• [WORK TO DO]: Omit the pictures, please, and give each record below again exactly.

• [RECORD EXCERPTS]:
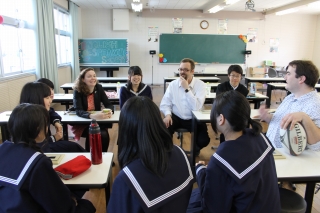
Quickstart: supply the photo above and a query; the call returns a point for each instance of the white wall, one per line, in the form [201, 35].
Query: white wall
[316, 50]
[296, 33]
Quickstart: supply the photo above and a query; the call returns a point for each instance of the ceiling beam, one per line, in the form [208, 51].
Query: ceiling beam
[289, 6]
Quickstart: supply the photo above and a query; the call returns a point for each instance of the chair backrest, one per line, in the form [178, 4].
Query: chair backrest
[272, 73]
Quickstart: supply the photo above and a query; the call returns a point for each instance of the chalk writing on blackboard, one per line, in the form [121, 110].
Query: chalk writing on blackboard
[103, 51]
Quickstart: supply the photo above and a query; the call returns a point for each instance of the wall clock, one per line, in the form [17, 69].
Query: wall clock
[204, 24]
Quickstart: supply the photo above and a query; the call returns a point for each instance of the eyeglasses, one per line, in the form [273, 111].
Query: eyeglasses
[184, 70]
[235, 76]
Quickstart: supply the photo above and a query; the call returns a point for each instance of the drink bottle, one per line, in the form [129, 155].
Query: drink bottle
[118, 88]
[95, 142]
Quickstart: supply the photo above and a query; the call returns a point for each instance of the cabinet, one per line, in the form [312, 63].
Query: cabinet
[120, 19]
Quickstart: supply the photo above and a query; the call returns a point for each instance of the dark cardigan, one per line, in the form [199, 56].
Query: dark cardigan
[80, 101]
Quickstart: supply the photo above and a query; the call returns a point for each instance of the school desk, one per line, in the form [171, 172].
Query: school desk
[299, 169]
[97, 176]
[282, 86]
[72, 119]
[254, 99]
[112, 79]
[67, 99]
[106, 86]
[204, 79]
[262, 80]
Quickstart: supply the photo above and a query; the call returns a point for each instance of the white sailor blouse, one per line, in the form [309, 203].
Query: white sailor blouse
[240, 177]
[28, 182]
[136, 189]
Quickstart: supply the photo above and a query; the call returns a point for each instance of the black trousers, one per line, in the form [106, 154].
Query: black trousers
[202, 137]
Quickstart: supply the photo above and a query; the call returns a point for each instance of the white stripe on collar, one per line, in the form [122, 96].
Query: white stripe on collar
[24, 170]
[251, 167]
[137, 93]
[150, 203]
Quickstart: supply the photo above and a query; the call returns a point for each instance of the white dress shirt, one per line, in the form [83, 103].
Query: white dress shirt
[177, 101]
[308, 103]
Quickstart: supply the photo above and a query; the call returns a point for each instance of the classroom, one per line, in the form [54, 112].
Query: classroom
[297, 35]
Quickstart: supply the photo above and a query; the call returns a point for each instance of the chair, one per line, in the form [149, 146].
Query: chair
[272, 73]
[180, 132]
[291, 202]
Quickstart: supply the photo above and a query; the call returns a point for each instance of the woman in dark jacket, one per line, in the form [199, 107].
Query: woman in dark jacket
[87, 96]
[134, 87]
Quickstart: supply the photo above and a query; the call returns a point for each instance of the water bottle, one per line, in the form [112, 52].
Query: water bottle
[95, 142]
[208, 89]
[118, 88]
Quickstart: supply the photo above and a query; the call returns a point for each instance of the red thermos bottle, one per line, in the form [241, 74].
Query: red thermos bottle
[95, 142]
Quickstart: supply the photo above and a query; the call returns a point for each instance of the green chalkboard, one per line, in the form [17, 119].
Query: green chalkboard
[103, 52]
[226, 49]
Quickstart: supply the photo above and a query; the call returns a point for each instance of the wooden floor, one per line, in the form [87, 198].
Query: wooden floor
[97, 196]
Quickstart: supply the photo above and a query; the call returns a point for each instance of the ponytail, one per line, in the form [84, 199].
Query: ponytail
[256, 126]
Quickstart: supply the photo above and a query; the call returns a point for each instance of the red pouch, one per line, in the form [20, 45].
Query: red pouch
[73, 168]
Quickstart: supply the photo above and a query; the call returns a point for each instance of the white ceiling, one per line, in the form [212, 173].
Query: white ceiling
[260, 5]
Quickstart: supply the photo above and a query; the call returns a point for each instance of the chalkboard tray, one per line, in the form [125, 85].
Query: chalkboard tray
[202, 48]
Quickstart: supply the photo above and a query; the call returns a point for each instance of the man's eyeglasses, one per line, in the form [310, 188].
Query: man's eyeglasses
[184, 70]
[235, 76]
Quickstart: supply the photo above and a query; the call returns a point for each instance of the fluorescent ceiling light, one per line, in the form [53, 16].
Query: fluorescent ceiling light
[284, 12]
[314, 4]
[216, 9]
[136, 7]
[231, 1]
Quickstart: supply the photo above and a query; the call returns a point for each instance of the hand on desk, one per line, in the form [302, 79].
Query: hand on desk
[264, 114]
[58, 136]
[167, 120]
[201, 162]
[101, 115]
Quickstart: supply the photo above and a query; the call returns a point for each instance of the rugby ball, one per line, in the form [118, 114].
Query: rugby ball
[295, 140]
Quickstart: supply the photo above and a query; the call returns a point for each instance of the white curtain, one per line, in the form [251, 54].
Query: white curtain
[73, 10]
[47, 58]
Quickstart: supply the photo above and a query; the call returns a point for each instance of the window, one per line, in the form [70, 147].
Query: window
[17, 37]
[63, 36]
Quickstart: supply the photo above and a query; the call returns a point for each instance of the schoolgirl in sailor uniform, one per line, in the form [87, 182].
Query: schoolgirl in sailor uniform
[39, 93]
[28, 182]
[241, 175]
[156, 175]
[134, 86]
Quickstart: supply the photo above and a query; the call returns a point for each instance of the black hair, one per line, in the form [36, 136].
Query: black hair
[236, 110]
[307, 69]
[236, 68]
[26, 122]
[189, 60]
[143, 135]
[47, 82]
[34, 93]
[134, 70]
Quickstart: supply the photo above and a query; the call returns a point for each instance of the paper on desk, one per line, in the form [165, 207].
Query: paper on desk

• [WRITTEN SOLUTION]:
Quickstart: supply the photo above and a query; the call returns a point for each instance of the white wall, one per line, in the form [201, 35].
Query: white wall
[316, 50]
[296, 33]
Quickstart: supply the photo above and a query; the call returns a point for each instance of the ceiling beam, one per line, in the form [208, 51].
Query: ceiling beam
[289, 6]
Quickstart: supply the photo above and a query; the call returns a point for each instance of the chair backrest, one per line, in the form [178, 4].
Query: chair backrest
[272, 73]
Quickstart: supply the photo above and a query; the call returns a point for each instance of the chalk writing on blackboard, one per line, in the form [121, 110].
Query: chalk writing on blackboard
[103, 51]
Quickstart: supply the photo above and a query; the call returns a point for each instance of the wall clock, one per line, in the form [17, 69].
Query: wall clock
[204, 24]
Quickstart: supply the photo above and a query; the call returns a point for each instance of the eyeglasses, one per line, in the form [273, 111].
Query: eyeglasses
[184, 70]
[235, 76]
Quickstart: supply the photo above and a query; the call returns a point for each instance of the drink bottle, one per line, in the form [129, 155].
Query: drink bottle
[118, 88]
[95, 142]
Quickstart: supply the photo above and a query; the call returns a point for each instance of the cabinet, one per line, in the form [312, 63].
Query: cabinet
[120, 19]
Quickstart: supply the photo above and a query; the call returns a point for each instance of the dark cardigan, one per line, in the form [199, 56].
Query: dark cardigan
[80, 101]
Quickstart: supply the photo above and a query; the call returns a point for each instance of the school desk, one per line, in the form [171, 172].
Query: school desk
[299, 169]
[97, 176]
[282, 86]
[72, 119]
[254, 99]
[112, 79]
[67, 99]
[106, 86]
[204, 79]
[262, 80]
Quickstart: supply the photo above and a query; the call returns a point for each instance of the white sailor blouse, one per line, in the form [309, 203].
Query: white sailor blouse
[240, 177]
[28, 182]
[136, 189]
Quickstart: supply the photo above and a query; the call returns a point for each instance of the black trousers, one per line, in the form [106, 154].
Query: black trousers
[202, 137]
Quickstart: supply the photo above and a query; the call returns a point for each instance of the white stripe on collar, one per line, in the form [122, 96].
Query: white stripe on collar
[24, 170]
[251, 167]
[137, 93]
[150, 203]
Quickstart: supply the photo above and a query; the call returns a point for each instance of the white dress shirt, one per line, in the form [83, 103].
Query: white dress shirt
[177, 101]
[308, 103]
Quickstart: supply the photo above and a query; the call returns a point for each instance of the classroom, one per line, in the form [54, 112].
Query: classroom
[297, 35]
Quickstart: supply the photo above and a query; the call returns a point for each instance of the chair, one per line, in the form [149, 146].
Query: chair
[272, 73]
[180, 132]
[291, 202]
Quickstart: supply the photo above and a query; the call returns a point for each instance of the woman in dark jacket, one per line, in the form [199, 107].
Query: woman in dark jacket
[87, 96]
[134, 87]
Quickstart: supply the photo above and a query; the call returns a point for each instance of the water bottle, one per line, in the form [112, 52].
Query: water bottle
[95, 142]
[208, 89]
[118, 88]
Quickstart: supply the photo above and a query; the call returns a point for each instance of the red thermos bottle, one per line, in the form [241, 74].
Query: red thermos bottle
[95, 142]
Quickstart: supply the photo above and a query; the call returns a point for each instance of the green chalkboard, one per line, in the form [17, 119].
Query: green chalkboard
[103, 52]
[226, 49]
Quickstart: supply the photo above and a query; the call returns a point for each instance of the wooden floor, one per line, in the form [87, 198].
Query: wooden floor
[97, 196]
Quickstart: supply the photo above and a query; the call returns a point for each instance of the ponytail, one per line, in the form [84, 199].
Query: ponytail
[256, 126]
Quickstart: supply the photo above and a query; the call returns a point for each instance of the red pouch, one per line, in the form [20, 45].
Query: red pouch
[73, 168]
Quickstart: supply the photo above and a query; the call returns a point for each instance of the white ceiling, one per line, in the form [212, 173].
Query: white ceiling
[260, 5]
Quickstart: supply the photo above and a query; the call returns a point for each instance of the chalkboard tray, one per line, in the form [125, 85].
Query: chalkboard tray
[202, 48]
Quickstart: supply the photo above and a query; the call returns a point for each instance of the man's eyeglasses, one per line, in the form [310, 188].
Query: man's eyeglasses
[184, 70]
[235, 76]
Quickstart: supply the photo above and a query; the call returns a point for each instance of the fluorescent ceiling light, one per line, in the form [53, 16].
Query: fluorescent ceiling light
[284, 12]
[314, 4]
[216, 9]
[136, 7]
[231, 1]
Quickstart: supply the photo above and a query; the call returns a point for each instance of the hand on desk, one per line, in the form [302, 79].
Query: hand on desk
[264, 114]
[58, 136]
[167, 120]
[201, 162]
[101, 115]
Quickstart: supply the photo above and a query; the call returns a point for each instance of the rugby ball, one per line, in the form [118, 114].
Query: rugby ball
[295, 140]
Quickstart: supply the photo above and a query; the call returns a point for each instance of the white curtain, one per line, in the form [251, 54].
Query: white curtain
[73, 10]
[47, 58]
Quickstart: supply the photo above and a query; the call returns a point for each instance of the window, one per line, in the form [70, 147].
Query: window
[17, 37]
[63, 36]
Quickstart: supply the photo above and a query; the call returns a point for each instance of the schoolgirl in sailor uniform, one per line, in the form [87, 182].
Query: schoolgirl in sailor uniform
[39, 93]
[28, 182]
[241, 175]
[156, 175]
[134, 86]
Quickstart: supply the photo above and a query; the call returns a point for each instance of the black hair, one per line, in the form [36, 136].
Query: black hair
[236, 110]
[307, 69]
[236, 68]
[26, 122]
[189, 60]
[143, 135]
[47, 82]
[34, 93]
[134, 70]
Quickstart: supply the photo above and a query; the call returns a point for each instance of the paper on desk, one per line, in the form [165, 207].
Query: paper on desk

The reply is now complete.